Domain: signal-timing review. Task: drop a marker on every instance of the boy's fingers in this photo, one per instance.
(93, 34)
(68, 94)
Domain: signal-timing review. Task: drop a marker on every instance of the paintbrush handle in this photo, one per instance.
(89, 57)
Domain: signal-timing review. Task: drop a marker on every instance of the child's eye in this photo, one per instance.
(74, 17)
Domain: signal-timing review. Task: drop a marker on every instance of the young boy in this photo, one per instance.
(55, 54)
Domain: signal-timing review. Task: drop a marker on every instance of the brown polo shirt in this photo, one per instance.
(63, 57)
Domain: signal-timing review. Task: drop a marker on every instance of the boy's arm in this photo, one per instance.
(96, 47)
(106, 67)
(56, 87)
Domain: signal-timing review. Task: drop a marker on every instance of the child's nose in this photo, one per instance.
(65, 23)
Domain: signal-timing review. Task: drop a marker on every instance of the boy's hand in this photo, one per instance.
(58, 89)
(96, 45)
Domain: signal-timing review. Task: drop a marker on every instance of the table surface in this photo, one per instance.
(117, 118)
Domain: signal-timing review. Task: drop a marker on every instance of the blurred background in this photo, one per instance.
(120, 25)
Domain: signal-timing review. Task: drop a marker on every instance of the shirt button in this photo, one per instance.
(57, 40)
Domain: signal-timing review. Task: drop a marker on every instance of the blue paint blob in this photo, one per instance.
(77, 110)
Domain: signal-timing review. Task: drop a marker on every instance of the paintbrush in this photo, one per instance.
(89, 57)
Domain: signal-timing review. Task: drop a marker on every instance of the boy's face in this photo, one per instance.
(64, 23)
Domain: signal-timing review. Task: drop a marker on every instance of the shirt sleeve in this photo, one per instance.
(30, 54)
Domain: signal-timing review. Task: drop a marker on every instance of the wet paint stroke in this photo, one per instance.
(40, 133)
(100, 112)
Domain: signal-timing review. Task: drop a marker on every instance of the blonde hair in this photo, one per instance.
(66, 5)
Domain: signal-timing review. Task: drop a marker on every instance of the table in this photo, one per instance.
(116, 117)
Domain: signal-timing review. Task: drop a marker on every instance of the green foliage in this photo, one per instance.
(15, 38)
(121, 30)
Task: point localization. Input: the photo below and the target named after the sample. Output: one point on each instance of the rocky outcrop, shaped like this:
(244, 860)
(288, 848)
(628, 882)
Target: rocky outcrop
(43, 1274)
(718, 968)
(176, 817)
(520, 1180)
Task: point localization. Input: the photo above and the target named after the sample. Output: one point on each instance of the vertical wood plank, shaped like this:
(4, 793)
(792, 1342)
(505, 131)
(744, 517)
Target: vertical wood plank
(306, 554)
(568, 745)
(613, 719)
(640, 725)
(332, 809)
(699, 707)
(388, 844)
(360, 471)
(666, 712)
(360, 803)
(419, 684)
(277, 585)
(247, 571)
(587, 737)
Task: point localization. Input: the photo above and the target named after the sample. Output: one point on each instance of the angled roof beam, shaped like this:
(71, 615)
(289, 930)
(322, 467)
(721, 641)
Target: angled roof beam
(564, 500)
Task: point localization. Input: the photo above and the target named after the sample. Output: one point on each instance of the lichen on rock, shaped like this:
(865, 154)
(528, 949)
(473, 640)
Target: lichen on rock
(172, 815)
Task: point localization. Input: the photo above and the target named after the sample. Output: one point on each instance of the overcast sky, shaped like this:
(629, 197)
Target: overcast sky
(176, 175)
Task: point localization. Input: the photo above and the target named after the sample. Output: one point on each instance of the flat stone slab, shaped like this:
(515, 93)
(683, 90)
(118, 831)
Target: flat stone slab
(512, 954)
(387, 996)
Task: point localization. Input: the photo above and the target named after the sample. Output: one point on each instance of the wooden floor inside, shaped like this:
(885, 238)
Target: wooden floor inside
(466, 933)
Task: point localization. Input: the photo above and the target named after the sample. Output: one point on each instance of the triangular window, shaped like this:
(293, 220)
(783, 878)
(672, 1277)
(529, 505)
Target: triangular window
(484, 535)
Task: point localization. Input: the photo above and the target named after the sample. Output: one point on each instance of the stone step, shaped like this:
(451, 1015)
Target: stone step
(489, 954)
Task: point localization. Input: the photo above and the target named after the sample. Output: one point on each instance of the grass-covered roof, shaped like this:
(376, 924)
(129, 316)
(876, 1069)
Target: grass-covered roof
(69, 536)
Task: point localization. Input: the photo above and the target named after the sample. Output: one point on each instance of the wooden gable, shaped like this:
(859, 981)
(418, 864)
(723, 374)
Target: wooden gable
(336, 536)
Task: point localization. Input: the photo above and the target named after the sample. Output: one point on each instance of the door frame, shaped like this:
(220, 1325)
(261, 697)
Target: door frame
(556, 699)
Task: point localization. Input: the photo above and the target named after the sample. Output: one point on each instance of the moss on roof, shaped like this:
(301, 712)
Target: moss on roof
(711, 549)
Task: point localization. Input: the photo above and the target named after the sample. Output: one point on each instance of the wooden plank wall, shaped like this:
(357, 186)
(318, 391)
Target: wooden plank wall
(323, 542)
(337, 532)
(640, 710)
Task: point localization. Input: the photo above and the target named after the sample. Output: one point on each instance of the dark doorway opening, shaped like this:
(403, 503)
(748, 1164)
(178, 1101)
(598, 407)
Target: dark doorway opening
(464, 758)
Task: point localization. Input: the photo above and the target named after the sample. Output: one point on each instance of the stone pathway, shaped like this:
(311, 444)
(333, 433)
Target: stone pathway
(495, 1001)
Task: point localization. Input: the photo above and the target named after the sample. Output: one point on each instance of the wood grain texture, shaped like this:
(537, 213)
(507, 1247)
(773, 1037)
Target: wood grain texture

----------

=== Exercise directions ===
Print the whole listing again, exactly.

=== The completed task ===
Domain: signal-timing review. Task: drop a marker on every instance of the boy's fingers in this photo, one per instance.
(93, 34)
(68, 94)
Domain: signal-timing review. Task: drop a marker on every instance of the paintbrush handle in this photo, one per instance.
(89, 57)
Domain: signal-timing review. Task: drop a marker on every instance of the child's eye in this photo, one per instance.
(74, 17)
Domain: signal-timing review. Task: drop a marker on every instance of the young boy in this photo, one per instance.
(55, 54)
Domain: signal-timing review. Task: drop a marker on every instance of the brown polo shirt in this photo, one per instance.
(63, 57)
Domain: signal-timing review. Task: drop a marker on every instance of the boy's arm in this photo, one per instance.
(96, 47)
(106, 67)
(56, 87)
Domain: signal-timing review. Task: drop a marker on every instance of the child's nose in this photo, one per instance.
(65, 23)
Domain: signal-timing review. Task: drop a marker on every instance of the boy's hand in this photo, one per instance.
(58, 89)
(96, 45)
Domain: signal-timing review. Task: drop a marker on every instance of the table surface in this photo, one per instance.
(117, 118)
Domain: signal-timing review. Task: drop a marker on every instance of the blurred background in this photo, one per instance.
(120, 25)
Domain: signal-timing review. Task: drop a marker on every instance of the shirt button in this photo, one per instance.
(57, 40)
Domain: signal-timing review. Task: drop a marker on every instance of the blue paint blob in this photo, one per instance.
(77, 110)
Domain: signal-timing review. Task: drop a marker on every instance of the paintbrush in this photo, one per instance.
(89, 57)
Domain: signal-timing review. Task: drop a marker on every instance of the boy's face in this photo, one per instance.
(64, 23)
Domain: signal-timing review. Task: drop a marker on every instance of the shirt sleeve in this photo, one per instance.
(30, 54)
Domain: signal-timing review. Task: drop a marker on every instance of the wet paint stroke in this photo, one per instance.
(40, 133)
(100, 112)
Domain: signal-timing review. Task: drop a marker on every instance of the blonde hair in this photo, one per instance.
(66, 5)
Domain: signal-timing review. Task: drop a marker on every instance of the table in this photo, one per instance.
(116, 117)
Domain: signal-timing review. Task: drop a marker on every instance of the green foliage in this photo, one per instance.
(15, 38)
(121, 30)
Task: point localization. Input: the photo below and the target named after the sample. Output: one point on each instance of the rocky outcrop, shaped like this:
(244, 860)
(288, 848)
(628, 882)
Target: rocky outcrop
(43, 1274)
(718, 968)
(176, 817)
(520, 1180)
Task: point localization. Input: the photo above and the target named after the sample. Output: one point on each instance of the vertical wood plank, shaped like this:
(4, 793)
(792, 1342)
(505, 131)
(744, 517)
Target: vertical wood plank
(306, 554)
(568, 745)
(613, 719)
(640, 725)
(332, 809)
(699, 707)
(388, 844)
(360, 471)
(666, 712)
(360, 803)
(419, 684)
(277, 585)
(247, 571)
(587, 737)
Task: point localization. Input: the photo above and the target named after the sample. Output: one point on each instance of the angled roof beam, shaped like this:
(71, 615)
(289, 930)
(322, 467)
(721, 641)
Target: angled roof beam
(564, 500)
Task: point localization. Input: the photo above and the target named after the sample. Output: one point on each instance of the lichen on rock, shaped like this:
(865, 154)
(528, 949)
(473, 640)
Target: lichen on rock
(172, 815)
Task: point localization. Input: the photo above and the target named after the sample. Output: one point on each instance of the overcast sky, shaped like this:
(629, 197)
Target: overcast sky
(176, 175)
Task: point localization. Input: the photo above and the target named after the sample. Output: one point on each instance of the flat stone slab, shaped like this:
(515, 93)
(683, 90)
(118, 831)
Target: flat stone slab
(512, 954)
(387, 996)
Task: point localization. Input: the photo above and the target named after the sample. Output: one point on each instance of the wooden floor inside, shaped like this:
(885, 238)
Target: wooden floor inside
(466, 933)
Task: point localization. Input: the photo above and the target named after the sample. Output: one point on each instance of the triangular window, shaped like this:
(293, 220)
(783, 878)
(672, 1277)
(529, 505)
Target: triangular window
(484, 535)
Task: point localization. Input: the photo above and the target named after the sample. Output: one point on each instance of the stone step, shaped like this:
(451, 1015)
Target: stone step
(489, 954)
Task: point localization. Input: the photo above and the target named after the sample. Output: one point on each instance of the grass-covered roof, shaped like this:
(376, 924)
(129, 316)
(876, 1069)
Target: grass-covered roof
(69, 536)
Task: point localization. Input: the photo above and the target named after the sample. Output: one point on each instance of the wooden gable, shaped like this:
(859, 981)
(418, 864)
(723, 374)
Target: wooden gable
(336, 536)
Task: point localization. Input: the photo above and the target named after the sample. Output: one point on each instance of the door frame, shaped like this:
(220, 1325)
(261, 697)
Target: door frame
(556, 699)
Task: point localization. Input: the photo above and the target named after the sample. Output: one point on each instance of the moss on roof, shaped like this:
(301, 712)
Target: moss on roof
(711, 549)
Task: point localization. Input: the photo above and the target named after the sample. Output: one point on each instance of the wooden plank wall, shaped like this:
(357, 186)
(318, 391)
Target: wooden plank wall
(323, 542)
(337, 532)
(640, 710)
Task: point localization. Input: the photo above and the target named after the sample. Output: one point on each instance of the dark doorway opening, shaped like this:
(403, 503)
(748, 1164)
(178, 1101)
(598, 407)
Target: dark doorway opening
(464, 758)
Task: point localization. Input: the photo above and the target named after the sample. Output: one point on each instance of the stone pathway, shaped like this:
(311, 444)
(333, 433)
Target: stone pathway
(495, 1001)
Task: point localization. Input: the photo above and the target named after the sample. Output: one point on each instance of the wood grain texture, shaped like this:
(537, 213)
(507, 1247)
(773, 1037)
Target: wood grain texture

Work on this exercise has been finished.